Aim of the task:
What follows are records. Restate all of them word for word.

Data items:
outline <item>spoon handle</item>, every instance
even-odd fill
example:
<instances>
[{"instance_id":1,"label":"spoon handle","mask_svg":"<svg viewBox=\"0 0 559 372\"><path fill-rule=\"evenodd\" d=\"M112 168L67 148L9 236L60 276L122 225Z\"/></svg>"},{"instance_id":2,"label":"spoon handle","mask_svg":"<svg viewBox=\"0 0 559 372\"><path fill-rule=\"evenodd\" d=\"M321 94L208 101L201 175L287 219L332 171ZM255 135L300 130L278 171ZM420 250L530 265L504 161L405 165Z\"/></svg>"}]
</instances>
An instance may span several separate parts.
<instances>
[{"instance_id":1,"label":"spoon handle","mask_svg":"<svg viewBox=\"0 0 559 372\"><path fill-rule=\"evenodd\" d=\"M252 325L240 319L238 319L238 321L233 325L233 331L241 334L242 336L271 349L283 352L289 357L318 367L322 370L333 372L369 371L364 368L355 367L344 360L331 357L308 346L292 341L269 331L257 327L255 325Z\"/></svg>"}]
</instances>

Output below:
outline <item>spoon handle</item>, every instance
even-odd fill
example:
<instances>
[{"instance_id":1,"label":"spoon handle","mask_svg":"<svg viewBox=\"0 0 559 372\"><path fill-rule=\"evenodd\" d=\"M112 168L67 148L9 236L60 276L122 225Z\"/></svg>"},{"instance_id":2,"label":"spoon handle","mask_svg":"<svg viewBox=\"0 0 559 372\"><path fill-rule=\"evenodd\" d=\"M321 94L208 101L201 175L287 219L332 171ZM255 135L300 130L278 171ZM420 250L530 265L504 161L405 165Z\"/></svg>"}]
</instances>
An instance may span several separate parts.
<instances>
[{"instance_id":1,"label":"spoon handle","mask_svg":"<svg viewBox=\"0 0 559 372\"><path fill-rule=\"evenodd\" d=\"M252 325L240 319L238 319L238 321L233 325L233 331L241 334L242 336L271 349L283 352L289 357L318 367L322 370L333 372L369 371L364 368L355 367L344 360L331 357L308 346L292 341L269 331L257 327L255 325Z\"/></svg>"}]
</instances>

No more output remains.